**** Task inputs

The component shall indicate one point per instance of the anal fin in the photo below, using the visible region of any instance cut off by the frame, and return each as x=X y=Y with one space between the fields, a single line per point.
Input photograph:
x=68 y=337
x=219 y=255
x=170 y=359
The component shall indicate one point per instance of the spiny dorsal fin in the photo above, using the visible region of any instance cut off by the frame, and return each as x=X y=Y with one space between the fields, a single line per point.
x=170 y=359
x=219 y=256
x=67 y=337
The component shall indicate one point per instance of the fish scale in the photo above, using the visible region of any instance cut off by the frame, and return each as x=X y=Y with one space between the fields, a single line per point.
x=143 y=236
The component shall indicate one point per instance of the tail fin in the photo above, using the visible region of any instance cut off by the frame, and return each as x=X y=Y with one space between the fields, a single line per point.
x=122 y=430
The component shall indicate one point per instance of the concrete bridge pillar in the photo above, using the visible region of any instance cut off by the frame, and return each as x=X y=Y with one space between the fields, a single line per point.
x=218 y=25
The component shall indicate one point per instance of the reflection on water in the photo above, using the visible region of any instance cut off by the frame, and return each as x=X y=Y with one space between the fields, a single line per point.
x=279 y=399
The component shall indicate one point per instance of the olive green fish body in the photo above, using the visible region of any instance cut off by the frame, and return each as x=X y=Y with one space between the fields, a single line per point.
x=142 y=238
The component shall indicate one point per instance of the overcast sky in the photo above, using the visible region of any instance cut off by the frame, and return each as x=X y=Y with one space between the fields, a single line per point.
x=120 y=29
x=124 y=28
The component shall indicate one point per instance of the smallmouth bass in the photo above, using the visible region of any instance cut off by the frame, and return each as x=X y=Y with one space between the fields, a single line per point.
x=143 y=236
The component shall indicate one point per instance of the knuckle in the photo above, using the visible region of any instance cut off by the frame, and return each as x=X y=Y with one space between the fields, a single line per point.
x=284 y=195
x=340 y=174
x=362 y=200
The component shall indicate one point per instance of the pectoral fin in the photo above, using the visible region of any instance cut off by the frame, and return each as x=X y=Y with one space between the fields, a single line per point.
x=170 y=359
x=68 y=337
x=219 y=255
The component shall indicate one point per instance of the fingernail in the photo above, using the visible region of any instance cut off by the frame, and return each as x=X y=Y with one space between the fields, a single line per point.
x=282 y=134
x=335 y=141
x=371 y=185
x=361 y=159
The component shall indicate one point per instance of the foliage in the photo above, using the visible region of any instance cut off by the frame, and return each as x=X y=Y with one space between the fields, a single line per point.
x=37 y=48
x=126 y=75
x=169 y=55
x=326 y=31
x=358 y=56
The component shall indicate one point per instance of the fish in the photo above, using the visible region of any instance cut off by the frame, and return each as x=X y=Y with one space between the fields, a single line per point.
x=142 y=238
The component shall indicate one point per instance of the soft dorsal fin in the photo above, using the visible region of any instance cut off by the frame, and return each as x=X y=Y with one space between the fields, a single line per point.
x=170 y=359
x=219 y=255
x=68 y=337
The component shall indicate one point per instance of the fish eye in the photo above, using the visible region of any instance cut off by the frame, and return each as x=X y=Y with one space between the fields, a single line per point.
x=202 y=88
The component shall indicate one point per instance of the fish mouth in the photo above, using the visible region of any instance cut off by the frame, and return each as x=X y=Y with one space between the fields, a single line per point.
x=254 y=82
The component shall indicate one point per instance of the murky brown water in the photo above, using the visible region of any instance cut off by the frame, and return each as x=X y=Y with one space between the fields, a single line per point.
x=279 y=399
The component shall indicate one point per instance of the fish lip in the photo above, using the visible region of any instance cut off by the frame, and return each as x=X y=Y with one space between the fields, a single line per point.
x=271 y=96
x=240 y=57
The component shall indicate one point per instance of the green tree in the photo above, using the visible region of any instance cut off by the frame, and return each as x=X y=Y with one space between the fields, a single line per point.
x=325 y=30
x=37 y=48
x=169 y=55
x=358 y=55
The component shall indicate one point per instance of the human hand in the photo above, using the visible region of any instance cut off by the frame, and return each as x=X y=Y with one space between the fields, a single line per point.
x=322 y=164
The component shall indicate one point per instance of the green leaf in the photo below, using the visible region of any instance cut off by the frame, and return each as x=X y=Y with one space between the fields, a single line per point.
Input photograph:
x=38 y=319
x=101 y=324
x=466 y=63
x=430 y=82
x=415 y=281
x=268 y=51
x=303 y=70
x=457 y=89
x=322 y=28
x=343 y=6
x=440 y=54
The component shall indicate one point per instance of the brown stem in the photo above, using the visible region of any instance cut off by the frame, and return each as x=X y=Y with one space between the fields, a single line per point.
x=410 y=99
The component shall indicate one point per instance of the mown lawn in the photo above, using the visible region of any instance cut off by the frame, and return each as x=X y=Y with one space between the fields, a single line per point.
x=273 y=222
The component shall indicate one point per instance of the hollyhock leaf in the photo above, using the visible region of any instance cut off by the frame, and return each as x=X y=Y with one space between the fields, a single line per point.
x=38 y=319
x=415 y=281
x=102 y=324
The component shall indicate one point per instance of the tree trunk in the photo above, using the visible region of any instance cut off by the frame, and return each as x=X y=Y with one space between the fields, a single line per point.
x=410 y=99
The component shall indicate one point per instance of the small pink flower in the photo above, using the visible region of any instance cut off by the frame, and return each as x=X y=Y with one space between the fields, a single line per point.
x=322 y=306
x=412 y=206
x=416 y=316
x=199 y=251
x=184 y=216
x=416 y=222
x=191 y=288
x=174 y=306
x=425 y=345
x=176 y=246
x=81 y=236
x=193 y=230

********

Required work
Each line in the data that holds the string "below" needs to be copied.

Exercise output
The component shall indicate one point per instance of the anal fin in the photo below, using the visible region of any instance cut off by the frame, and return each as x=X y=Y with one space between the fields, a single line per point.
The component shall indicate one point per instance of the green leaf in the photo below, using the visible region of any instance cut off by the frame, and return each as x=X y=Y with one space between the fields, a single line per point.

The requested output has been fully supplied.